Text excerpt:
---+---
Sunday, March 20, 2011

I hate goodbyes.

Well, the title says it all. I hate goodbyes. And although I find myself writing three-weeks into my fancy new life in Jerusalem, with a whole new set of adventures ahead, I cannot help but feel nostalgic for India. So, I’m going to devote this time to say goodbye to India. More on Israel to come.

I spent my final weeks closing up things in Hyderabad and then traveling with friends in the northwestern state of Rajasthan, both of which reaffirmed and invigorated my love of the country. I think goodbyes always have a way of reminding me what I love about the person or the place, and about all of the good memories we shared together. So in an effort to say goodbye to the places that have meant so much to me, I wrote them letters:

Dear Hampi,
Thank you for awakening my thirst for travel and discovery. You will always be remembered as one of the most beautiful places I have ever been.
Your cliff-jumping-hitchhiking pal,

A memorable Hampi moment.

One of the sights on the way to Monkey Temple.

Dear Delhi,
If there were any city in India I could see myself living in, it would be you. You have so much going for you between your numerous markets, historic sights, and diverse neighborhoods. Your many parks were at once surprising and refreshing.  I hope you realize your potential. While most people might think Mumbai is where the “scene” is at, don’t worry, I believe in you.
Perhaps your future resident,

One of the more beautiful sights I saw in Delhi at the Hauz Khas Village.
One of my favorite views of the Phar Ganj Main Bazaar.
---+---
Input data:
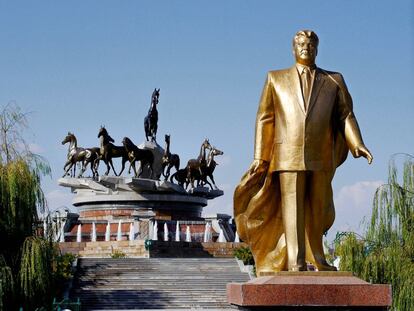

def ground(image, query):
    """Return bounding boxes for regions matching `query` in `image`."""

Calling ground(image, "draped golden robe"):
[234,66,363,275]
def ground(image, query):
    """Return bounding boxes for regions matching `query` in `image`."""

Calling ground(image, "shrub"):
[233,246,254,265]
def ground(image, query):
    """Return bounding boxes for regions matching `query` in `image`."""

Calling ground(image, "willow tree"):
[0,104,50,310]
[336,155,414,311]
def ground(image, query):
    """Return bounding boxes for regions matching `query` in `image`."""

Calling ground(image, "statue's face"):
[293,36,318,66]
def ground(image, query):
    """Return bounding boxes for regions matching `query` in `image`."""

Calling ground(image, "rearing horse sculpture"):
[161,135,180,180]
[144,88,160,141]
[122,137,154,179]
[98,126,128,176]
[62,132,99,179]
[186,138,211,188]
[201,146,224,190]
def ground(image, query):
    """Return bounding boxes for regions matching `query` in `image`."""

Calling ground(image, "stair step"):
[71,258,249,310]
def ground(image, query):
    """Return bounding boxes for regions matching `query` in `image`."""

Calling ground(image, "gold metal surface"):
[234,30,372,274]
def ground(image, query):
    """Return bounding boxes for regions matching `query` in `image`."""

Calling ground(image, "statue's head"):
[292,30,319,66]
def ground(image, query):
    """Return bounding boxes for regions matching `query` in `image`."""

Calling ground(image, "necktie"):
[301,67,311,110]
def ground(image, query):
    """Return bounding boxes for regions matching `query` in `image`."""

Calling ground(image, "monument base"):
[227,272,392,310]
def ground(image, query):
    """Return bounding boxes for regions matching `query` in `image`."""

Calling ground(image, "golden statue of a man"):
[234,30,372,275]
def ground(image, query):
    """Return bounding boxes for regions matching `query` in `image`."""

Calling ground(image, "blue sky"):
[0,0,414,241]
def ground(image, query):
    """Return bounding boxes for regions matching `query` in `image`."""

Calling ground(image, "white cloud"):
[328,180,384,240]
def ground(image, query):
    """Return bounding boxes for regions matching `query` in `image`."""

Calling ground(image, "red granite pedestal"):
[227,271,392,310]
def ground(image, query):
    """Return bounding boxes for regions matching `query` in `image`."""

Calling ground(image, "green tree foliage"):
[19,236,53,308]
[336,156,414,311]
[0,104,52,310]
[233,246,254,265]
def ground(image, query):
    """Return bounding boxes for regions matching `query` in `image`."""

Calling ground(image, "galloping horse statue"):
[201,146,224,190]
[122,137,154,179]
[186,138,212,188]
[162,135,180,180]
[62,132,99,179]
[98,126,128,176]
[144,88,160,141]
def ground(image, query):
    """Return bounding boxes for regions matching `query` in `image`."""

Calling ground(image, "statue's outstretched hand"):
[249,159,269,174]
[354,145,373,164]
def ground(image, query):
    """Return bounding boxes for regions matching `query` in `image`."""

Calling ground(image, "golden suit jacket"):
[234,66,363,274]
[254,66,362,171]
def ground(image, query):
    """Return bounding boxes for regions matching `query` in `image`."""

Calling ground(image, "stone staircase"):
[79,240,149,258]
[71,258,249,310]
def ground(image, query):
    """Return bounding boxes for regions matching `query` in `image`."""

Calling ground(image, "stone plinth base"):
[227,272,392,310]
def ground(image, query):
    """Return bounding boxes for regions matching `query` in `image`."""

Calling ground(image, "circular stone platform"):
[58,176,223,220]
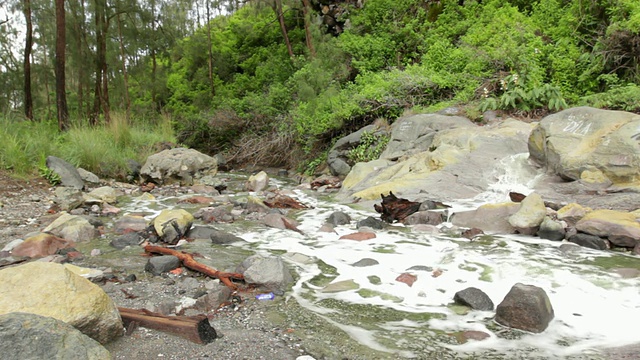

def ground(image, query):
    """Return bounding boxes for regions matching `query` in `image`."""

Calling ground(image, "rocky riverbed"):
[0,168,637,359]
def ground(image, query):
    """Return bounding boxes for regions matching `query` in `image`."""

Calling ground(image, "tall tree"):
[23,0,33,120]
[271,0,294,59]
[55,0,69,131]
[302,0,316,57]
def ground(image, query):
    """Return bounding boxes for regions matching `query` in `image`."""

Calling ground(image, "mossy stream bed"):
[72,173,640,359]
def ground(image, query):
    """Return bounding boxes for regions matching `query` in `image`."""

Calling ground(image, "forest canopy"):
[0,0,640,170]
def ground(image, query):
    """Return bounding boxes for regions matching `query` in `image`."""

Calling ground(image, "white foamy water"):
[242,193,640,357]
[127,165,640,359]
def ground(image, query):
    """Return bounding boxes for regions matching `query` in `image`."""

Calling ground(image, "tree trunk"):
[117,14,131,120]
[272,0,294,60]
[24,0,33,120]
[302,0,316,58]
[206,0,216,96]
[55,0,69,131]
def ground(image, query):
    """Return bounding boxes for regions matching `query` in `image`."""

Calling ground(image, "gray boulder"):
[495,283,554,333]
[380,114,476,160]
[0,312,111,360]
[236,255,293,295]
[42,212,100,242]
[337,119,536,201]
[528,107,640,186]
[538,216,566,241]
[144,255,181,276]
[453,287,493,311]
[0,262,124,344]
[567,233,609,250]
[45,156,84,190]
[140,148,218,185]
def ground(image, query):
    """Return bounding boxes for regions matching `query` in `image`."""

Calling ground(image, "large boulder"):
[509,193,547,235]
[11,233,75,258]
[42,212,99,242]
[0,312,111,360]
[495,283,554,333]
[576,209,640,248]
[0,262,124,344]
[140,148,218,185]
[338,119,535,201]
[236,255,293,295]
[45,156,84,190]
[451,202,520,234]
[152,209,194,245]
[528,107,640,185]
---+---
Activity:
Answer these questions about the post on saying goodbye to India:
1. In which state did the writer travel with friends during the final weeks?
2. What does the letter to Hampi thank Hampi for awakening?
3. Which city does the letter to Delhi say most people might think is where the "scene" is?
The records are not required for the task concerning the post.

Task solution:
1. Rajasthan
2. The writer's thirst for travel and discovery
3. Mumbai